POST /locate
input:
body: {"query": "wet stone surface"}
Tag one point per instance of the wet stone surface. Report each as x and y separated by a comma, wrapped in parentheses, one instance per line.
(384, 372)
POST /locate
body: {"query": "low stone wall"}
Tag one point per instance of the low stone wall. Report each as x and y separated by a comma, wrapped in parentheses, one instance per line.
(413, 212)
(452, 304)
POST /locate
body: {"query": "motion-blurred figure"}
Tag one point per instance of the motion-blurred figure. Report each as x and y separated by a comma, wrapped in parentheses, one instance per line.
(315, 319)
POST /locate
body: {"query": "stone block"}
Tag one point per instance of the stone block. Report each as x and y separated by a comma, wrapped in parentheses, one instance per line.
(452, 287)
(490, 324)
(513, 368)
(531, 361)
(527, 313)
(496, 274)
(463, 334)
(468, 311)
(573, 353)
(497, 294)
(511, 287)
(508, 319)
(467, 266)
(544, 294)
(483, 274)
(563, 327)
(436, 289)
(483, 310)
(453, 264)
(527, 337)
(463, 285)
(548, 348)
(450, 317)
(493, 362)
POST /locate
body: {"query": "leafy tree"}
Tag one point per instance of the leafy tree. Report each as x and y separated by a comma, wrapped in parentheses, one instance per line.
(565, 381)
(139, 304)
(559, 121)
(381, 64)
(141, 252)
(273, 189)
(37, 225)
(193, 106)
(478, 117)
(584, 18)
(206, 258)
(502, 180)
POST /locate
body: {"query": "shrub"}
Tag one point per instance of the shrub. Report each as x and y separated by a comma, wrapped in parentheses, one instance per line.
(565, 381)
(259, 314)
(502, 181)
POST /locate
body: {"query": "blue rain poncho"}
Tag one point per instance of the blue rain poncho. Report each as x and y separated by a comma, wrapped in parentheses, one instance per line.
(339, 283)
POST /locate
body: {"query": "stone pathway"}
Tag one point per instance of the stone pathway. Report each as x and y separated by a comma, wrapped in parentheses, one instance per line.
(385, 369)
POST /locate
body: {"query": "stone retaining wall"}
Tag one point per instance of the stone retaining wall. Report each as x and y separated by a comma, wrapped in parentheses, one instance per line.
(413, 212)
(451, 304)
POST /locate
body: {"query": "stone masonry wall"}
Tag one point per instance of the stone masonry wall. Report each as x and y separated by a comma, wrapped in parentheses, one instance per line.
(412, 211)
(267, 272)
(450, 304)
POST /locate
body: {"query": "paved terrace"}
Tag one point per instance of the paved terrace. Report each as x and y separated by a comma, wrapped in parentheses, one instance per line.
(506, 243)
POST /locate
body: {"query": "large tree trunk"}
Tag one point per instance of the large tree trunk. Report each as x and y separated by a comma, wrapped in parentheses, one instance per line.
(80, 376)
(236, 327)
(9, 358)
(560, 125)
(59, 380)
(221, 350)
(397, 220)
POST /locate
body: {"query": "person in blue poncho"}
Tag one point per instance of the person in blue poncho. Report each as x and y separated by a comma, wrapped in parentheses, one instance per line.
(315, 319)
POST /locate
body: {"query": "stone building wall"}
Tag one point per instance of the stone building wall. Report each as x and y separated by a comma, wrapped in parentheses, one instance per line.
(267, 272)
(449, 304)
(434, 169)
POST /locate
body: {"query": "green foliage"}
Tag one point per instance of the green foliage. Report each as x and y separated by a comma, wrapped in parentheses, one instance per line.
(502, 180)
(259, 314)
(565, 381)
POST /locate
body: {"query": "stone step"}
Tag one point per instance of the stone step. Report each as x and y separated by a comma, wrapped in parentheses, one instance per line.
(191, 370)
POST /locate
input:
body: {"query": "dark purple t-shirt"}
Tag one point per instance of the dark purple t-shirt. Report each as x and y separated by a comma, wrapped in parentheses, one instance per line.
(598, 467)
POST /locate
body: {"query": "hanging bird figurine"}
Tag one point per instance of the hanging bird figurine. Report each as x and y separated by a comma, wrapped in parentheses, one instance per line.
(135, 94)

###

■ TASK: List every line of the records that contains the word "leafy", copying each one in full.

■ SOLUTION FOR THIS EXERCISE:
body: {"query": "leafy tree"}
Tag one point per instance of the leafy tree. Report each as x and y separated by a comma, wrapped in parentheses, one instance per line.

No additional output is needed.